*Written exercise*. Show each line in the records below that contains the word "brick". Case counts.

*Material for the task*.
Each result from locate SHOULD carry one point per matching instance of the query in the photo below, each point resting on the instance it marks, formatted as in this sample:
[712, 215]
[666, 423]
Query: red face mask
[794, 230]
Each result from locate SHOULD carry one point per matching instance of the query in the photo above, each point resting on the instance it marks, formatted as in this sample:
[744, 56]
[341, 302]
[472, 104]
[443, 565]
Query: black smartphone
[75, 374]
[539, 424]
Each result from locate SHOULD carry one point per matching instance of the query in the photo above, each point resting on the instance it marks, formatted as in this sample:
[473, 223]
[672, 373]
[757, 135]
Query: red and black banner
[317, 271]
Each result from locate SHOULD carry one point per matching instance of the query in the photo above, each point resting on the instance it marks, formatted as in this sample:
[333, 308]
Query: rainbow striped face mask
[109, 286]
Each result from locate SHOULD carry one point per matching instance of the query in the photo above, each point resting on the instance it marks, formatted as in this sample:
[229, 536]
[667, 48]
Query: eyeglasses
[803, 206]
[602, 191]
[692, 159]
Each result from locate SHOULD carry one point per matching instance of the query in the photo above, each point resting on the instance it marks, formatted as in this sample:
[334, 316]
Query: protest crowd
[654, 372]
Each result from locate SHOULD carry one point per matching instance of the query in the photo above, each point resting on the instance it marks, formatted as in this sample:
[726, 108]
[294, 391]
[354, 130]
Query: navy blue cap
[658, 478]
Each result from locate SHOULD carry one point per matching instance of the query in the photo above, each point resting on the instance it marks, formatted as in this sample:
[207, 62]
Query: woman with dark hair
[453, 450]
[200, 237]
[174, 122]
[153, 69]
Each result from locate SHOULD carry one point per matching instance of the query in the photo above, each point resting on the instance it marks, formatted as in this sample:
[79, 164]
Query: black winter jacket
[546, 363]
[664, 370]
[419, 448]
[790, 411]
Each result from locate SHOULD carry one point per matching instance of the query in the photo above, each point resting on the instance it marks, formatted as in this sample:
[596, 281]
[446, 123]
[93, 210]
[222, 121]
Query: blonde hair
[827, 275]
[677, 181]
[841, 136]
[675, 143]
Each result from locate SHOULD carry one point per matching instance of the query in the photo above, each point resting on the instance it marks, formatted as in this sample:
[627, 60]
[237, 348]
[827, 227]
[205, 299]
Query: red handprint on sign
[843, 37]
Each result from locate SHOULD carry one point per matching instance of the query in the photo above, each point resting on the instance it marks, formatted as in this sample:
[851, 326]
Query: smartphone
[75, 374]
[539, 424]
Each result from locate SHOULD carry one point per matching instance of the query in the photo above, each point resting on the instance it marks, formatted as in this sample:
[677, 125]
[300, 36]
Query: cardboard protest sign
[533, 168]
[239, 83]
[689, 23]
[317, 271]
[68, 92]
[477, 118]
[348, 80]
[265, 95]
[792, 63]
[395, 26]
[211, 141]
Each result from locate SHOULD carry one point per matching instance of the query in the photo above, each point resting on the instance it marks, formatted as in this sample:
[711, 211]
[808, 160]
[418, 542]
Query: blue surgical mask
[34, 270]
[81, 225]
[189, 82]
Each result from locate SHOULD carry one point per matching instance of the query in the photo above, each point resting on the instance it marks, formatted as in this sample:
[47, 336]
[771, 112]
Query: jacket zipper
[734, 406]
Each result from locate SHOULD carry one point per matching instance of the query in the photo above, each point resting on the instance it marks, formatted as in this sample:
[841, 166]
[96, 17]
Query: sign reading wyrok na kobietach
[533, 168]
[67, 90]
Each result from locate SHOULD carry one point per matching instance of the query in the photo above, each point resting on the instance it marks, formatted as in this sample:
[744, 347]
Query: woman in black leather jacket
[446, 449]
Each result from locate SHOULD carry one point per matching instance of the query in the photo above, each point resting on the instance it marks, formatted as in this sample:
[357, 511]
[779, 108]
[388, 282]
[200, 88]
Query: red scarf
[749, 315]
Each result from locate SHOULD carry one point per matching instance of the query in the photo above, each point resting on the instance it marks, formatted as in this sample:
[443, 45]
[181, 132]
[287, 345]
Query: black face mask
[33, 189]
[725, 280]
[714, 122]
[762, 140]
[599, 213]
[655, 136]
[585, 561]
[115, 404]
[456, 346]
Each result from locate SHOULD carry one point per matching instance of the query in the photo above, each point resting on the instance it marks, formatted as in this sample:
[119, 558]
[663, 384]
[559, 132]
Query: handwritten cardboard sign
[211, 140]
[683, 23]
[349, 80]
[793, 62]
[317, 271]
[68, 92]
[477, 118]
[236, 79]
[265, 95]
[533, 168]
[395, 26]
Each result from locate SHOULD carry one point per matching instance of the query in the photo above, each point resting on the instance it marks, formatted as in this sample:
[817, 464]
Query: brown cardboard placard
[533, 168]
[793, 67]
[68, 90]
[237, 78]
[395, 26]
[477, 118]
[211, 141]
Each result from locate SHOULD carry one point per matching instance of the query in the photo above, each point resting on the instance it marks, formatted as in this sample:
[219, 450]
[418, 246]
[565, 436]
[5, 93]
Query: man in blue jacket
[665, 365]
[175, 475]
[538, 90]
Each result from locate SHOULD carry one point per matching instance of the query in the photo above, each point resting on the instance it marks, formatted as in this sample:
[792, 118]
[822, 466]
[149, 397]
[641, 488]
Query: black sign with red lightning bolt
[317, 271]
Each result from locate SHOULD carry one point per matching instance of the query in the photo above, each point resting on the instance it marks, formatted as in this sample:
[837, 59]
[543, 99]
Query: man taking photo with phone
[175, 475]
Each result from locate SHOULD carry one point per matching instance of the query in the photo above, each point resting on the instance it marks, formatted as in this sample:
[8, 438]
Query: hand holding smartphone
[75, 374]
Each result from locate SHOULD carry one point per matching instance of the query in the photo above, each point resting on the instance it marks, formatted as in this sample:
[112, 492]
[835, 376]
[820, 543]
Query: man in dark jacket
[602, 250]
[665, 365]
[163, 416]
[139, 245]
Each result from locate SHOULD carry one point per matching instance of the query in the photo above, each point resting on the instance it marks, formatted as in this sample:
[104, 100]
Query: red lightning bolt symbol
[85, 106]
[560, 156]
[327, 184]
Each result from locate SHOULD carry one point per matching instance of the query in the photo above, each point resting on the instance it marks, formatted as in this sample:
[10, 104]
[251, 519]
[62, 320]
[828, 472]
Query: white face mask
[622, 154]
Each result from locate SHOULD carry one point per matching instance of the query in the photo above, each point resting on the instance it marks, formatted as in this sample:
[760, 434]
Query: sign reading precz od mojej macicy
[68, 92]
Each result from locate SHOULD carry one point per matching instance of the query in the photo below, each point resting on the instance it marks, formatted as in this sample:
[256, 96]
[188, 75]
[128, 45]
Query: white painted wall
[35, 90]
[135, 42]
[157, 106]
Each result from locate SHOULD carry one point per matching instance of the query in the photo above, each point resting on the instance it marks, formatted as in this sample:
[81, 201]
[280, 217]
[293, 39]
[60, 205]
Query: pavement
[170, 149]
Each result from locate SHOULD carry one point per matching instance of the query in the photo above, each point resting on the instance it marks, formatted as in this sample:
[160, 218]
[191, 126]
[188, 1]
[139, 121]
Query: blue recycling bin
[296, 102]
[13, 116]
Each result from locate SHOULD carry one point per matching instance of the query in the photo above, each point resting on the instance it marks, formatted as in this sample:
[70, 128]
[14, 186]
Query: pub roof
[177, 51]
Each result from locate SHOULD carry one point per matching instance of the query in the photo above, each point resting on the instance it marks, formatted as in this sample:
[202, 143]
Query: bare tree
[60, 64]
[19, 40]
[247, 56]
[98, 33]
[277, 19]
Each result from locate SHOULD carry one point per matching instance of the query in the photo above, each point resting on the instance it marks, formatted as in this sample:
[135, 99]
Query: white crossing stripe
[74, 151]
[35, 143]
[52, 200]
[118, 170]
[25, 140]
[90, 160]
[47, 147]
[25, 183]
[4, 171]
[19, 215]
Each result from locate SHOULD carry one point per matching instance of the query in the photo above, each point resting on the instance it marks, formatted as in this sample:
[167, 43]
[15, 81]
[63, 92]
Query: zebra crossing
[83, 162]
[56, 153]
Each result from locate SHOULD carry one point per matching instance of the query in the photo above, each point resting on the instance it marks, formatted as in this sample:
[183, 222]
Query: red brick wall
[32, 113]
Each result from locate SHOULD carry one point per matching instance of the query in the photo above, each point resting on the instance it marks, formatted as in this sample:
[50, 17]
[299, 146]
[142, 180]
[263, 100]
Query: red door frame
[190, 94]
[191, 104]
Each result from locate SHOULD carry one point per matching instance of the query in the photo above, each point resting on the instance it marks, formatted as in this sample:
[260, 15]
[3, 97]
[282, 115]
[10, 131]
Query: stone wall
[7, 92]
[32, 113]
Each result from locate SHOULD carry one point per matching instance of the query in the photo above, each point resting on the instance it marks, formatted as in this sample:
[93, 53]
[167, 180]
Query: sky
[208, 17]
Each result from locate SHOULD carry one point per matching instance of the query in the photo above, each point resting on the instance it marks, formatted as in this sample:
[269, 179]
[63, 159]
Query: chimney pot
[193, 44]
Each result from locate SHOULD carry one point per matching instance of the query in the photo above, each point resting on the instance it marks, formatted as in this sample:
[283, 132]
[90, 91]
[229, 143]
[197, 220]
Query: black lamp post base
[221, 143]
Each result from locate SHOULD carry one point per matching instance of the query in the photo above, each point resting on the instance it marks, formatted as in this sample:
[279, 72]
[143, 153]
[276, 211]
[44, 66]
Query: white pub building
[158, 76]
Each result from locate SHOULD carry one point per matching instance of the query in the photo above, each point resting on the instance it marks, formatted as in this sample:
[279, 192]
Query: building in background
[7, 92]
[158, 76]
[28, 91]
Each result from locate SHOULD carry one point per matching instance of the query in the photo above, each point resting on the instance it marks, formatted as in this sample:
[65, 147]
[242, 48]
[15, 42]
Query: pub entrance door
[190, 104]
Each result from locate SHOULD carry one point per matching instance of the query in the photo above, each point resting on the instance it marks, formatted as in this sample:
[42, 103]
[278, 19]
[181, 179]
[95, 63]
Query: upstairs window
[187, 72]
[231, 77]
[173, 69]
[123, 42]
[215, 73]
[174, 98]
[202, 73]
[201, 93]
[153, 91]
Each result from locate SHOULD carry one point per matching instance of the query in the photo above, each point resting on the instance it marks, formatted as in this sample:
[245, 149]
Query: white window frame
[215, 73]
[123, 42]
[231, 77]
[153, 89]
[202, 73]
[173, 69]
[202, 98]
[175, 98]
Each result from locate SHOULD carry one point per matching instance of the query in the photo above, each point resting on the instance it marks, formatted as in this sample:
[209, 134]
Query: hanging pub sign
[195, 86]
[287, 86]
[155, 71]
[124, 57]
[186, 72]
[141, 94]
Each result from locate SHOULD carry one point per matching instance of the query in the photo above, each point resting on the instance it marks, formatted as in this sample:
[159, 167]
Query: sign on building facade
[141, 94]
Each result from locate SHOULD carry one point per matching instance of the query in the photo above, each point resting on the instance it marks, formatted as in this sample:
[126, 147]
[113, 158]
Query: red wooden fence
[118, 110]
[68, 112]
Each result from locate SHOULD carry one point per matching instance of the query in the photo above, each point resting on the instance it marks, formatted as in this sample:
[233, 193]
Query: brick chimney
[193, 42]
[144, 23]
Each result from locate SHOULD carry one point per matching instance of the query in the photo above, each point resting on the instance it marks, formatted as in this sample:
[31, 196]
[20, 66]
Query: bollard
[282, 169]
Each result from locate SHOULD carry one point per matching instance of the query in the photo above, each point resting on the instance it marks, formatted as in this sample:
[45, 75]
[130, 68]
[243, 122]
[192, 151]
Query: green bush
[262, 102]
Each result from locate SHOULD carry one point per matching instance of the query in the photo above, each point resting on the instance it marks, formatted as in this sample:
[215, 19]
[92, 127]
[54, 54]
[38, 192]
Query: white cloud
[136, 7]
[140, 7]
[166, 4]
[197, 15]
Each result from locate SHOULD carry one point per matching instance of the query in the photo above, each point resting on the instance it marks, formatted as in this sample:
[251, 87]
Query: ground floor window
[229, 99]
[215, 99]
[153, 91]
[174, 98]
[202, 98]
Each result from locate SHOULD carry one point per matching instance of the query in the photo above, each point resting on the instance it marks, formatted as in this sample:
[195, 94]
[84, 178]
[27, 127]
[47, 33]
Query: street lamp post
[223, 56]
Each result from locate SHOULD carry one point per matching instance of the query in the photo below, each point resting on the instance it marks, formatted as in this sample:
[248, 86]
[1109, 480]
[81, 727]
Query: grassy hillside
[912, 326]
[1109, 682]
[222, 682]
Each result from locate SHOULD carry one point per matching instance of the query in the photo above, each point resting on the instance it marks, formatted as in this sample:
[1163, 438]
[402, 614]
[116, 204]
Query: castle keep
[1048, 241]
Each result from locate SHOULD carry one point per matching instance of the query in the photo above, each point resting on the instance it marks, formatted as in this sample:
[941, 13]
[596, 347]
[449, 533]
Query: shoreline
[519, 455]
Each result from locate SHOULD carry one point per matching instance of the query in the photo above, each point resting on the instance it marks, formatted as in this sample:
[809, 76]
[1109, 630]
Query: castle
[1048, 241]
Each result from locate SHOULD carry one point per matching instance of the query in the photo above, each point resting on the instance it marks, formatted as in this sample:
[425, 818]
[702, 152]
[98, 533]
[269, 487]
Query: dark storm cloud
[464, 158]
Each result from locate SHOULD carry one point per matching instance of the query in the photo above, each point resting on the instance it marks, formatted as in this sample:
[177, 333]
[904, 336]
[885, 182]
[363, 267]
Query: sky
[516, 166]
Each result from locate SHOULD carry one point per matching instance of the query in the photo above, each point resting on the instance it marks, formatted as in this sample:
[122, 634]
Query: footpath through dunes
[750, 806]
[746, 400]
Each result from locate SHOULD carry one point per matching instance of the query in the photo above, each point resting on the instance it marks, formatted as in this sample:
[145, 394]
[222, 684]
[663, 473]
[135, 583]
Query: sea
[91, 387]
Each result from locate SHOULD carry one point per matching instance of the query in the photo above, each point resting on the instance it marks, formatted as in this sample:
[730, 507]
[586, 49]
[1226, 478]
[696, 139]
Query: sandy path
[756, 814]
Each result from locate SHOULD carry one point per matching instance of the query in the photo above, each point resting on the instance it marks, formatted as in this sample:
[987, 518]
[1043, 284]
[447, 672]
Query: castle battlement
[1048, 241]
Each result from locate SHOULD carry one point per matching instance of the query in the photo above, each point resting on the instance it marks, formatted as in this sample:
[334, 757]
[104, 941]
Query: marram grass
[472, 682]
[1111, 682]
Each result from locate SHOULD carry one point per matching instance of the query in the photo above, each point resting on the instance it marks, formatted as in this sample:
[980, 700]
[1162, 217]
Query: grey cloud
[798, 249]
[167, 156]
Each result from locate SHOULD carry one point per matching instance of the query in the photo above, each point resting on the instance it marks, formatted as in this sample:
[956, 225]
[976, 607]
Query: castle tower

*Task response*.
Query: red brick wall
Query: brick chimney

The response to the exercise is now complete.